--- ISTRUZIONE ASSEGNATA ---
Ritrascrivi senza alcuna modifica le righe delle voci riportate qui sotto, a partire da quella che contiene "bar in the photo above." e terminando con l'ultima riga delle voci, entrambe comprese.

--- INSIEME DI DATI ---
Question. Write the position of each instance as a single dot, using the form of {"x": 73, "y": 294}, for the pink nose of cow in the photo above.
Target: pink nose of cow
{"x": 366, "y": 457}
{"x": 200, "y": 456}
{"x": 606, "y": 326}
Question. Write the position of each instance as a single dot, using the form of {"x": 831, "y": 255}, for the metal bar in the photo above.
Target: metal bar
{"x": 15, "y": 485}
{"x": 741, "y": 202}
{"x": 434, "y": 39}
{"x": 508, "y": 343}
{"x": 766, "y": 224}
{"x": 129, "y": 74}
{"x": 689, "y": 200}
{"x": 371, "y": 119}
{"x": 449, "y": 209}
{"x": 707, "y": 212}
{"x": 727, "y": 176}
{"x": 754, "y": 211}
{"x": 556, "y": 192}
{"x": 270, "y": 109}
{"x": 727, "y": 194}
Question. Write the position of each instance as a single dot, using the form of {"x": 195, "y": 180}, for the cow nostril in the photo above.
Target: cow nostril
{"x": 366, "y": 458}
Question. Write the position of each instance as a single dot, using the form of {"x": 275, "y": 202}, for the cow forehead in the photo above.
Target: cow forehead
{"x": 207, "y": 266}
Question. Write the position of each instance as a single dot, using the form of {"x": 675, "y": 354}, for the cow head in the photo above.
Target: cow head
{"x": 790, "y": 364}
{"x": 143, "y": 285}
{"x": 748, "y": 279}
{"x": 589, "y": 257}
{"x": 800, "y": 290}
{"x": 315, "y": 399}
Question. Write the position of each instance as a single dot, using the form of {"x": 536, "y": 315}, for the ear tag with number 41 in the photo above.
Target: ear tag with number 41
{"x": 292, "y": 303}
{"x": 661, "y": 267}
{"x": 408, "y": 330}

--- RISPOSTA ---
Question. Write the position of each instance as a single dot, using the form of {"x": 831, "y": 255}, for the metal bar in the photo above.
Target: metal bar
{"x": 15, "y": 485}
{"x": 741, "y": 202}
{"x": 434, "y": 39}
{"x": 508, "y": 343}
{"x": 766, "y": 224}
{"x": 129, "y": 74}
{"x": 689, "y": 200}
{"x": 371, "y": 119}
{"x": 449, "y": 209}
{"x": 707, "y": 212}
{"x": 727, "y": 176}
{"x": 754, "y": 211}
{"x": 556, "y": 192}
{"x": 270, "y": 109}
{"x": 727, "y": 194}
Question. Write the position of each instance as a single dot, using the form of {"x": 195, "y": 180}, for the cow nostril in the photo above.
Target: cow nostril
{"x": 366, "y": 458}
Question. Write the position of each instance as a single dot, using the form of {"x": 275, "y": 202}, for the cow forehead in the photo above.
Target: cow forehead
{"x": 207, "y": 266}
Question. Write the position of each instance as a single dot, using the form of {"x": 675, "y": 354}, for the cow head in the photo above.
Target: cow head
{"x": 790, "y": 364}
{"x": 143, "y": 285}
{"x": 748, "y": 279}
{"x": 589, "y": 257}
{"x": 800, "y": 290}
{"x": 315, "y": 399}
Question. Write the position of each instance as a single dot, using the form of {"x": 536, "y": 315}, for the ear tag with number 41 in the photo above.
Target: ear tag with number 41
{"x": 292, "y": 303}
{"x": 661, "y": 267}
{"x": 408, "y": 330}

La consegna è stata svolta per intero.